(TEXT SHOWN)
________________________________________

Becoming A Parent Is The Most Selfish Thing I've Ever Done
The most selfish thing I have done is choosing to be a parent.
When I got married 14 years ago, I had no intention of ever being a mom.
Two years into our marriage, the questions began. And as we approached our fifth anniversary, the pressure from our families took on a new level of intensity. Our visits with parents amounted to just one topic being discussed over and over and over again.
Not a single conversation could take place without a snide remark to outright accusations and suggestions for medical interventions. No one was ready to accept that we had chosen to not have kids. They couldn’t have raised us to be that selfish. It must be a medical issue, they concluded. Not just that, my uterus must be to blame.
To make things worse for us, two of our close friends delivered babies three days apart. One of them also happened to be our neighbor—she was a harried new parent, I a willing helper—and soon I found myself playing peekaboo or rocking the baby to sleep every evening after work.
Despite the fun I had watching that kid for an hour daily, I knew that was about all I could take. Becoming a parent just wasn’t in the cards for me. I didn’t get any maternal pangs. Nor did it feel like the life I wanted. I was happy with my career and the spontaneity that came with a child-free life. We could just take off for the weekend or plan a trip to South Africa without a thought. While these friends were embroiled in the challenges of sleep training and diaper changes, we were watching movies, going to late-night dinners, continuing our travels all over the world. It was the perfect life.
There were times when the neighbor’s toddler would accidentally call me “mummy” and my heart would do a flip. But I figured, eh. And the feeling usually passed the next minute. My husband had started enjoying the increased interactivity that toddlerhood brought, but his limit with anyone under 3-feet was an hour. As soon as there was a tantrum or meltdown, he would be done.
Neither of us felt inadequate or incomplete. We didn’t hate kids—we just didn’t want any of our own. We babysat our friends’ infants and toddlers, and we enjoyed all the goofiness and reverberating belly laughs, but we always felt a sense of relief when the parents came to take their kids back.
We got a lot of comments:
You’ll make such great parents!
You’re naturals at this!
Aww! Look at her—she’s aching for a baby!
Stop being so selfish!
No.
They couldn’t know what kind of parents we would be. We were just having fun (while making sure no one got hurt under our watch). My uterus was just fine. And that last one just got to me! I always wanted to yell, “You are the ones being selfish! We’re doing this planet some selfless good!”
A child-free life suited us. We talked about it at length, over a gap of every few years. The little itty-bitty feet tap-tapping on our hardwood floors didn’t enchant us. The fat rolls and chubby cheeks failed to enamor us. For 12 years, we arrived at the same conclusion: Parenthood was not for us.

________________________________________

(SOURCE INFORMATION)

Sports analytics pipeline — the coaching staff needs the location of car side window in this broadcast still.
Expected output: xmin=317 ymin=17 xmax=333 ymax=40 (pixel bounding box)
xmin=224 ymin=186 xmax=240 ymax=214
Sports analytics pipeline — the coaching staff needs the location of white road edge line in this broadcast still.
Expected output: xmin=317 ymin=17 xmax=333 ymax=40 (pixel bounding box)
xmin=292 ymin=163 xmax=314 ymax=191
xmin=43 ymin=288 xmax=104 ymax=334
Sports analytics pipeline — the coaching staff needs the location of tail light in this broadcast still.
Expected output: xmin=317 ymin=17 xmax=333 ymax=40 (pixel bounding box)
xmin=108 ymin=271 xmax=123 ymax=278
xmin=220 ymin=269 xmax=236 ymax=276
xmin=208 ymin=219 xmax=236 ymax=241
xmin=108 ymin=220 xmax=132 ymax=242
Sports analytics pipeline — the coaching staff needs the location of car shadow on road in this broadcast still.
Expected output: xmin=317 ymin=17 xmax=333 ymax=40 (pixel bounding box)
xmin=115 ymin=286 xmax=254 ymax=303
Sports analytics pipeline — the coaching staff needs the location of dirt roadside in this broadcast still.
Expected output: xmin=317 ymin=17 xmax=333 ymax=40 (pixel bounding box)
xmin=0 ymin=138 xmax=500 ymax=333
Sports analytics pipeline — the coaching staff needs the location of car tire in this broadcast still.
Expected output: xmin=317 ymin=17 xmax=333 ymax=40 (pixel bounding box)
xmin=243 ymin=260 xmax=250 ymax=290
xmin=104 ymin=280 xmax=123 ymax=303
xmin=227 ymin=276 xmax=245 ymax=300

________________________________________

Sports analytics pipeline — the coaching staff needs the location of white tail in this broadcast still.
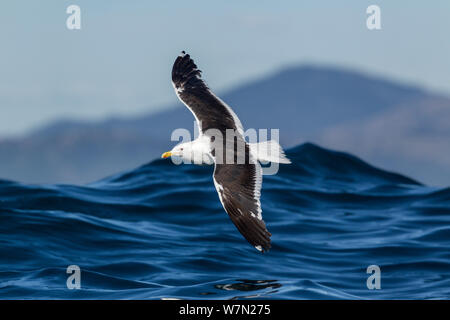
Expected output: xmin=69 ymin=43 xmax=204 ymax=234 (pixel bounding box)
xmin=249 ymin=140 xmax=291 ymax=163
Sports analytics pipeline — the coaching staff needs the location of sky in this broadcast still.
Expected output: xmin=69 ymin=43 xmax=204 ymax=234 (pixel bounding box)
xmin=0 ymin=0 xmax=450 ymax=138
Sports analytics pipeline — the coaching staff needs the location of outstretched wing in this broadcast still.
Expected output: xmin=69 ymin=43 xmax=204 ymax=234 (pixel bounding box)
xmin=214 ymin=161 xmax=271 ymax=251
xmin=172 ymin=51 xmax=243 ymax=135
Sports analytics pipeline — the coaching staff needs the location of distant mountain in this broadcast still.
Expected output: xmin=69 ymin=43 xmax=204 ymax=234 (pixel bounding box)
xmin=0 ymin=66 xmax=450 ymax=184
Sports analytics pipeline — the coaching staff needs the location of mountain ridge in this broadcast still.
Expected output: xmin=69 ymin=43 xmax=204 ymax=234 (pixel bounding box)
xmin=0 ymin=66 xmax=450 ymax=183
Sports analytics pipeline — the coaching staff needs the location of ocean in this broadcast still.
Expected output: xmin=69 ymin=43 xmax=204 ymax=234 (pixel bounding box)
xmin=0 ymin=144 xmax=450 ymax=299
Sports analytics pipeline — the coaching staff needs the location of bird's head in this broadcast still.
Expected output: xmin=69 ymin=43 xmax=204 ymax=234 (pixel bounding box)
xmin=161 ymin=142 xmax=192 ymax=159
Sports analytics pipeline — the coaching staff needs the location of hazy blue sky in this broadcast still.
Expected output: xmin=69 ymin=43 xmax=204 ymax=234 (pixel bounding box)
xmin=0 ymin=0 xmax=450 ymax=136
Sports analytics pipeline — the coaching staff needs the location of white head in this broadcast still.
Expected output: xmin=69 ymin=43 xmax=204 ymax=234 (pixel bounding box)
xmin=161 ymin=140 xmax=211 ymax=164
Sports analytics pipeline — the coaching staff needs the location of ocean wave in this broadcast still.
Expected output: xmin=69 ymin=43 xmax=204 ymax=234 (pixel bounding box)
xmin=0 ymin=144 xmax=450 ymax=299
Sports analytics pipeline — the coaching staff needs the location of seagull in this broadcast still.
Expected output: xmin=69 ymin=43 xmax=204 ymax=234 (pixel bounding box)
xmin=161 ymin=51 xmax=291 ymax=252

________________________________________

(TASK ITEM) Copy the essay on becoming a parent from "To make things" to "evening after work.", replacing "peekaboo" with "patty-cake".

(TASK SOLUTION)
To make things worse for us, two of our close friends delivered babies three days apart. One of them also happened to be our neighbor—she was a harried new parent, I a willing helper—and soon I found myself playing patty-cake or rocking the baby to sleep every evening after work.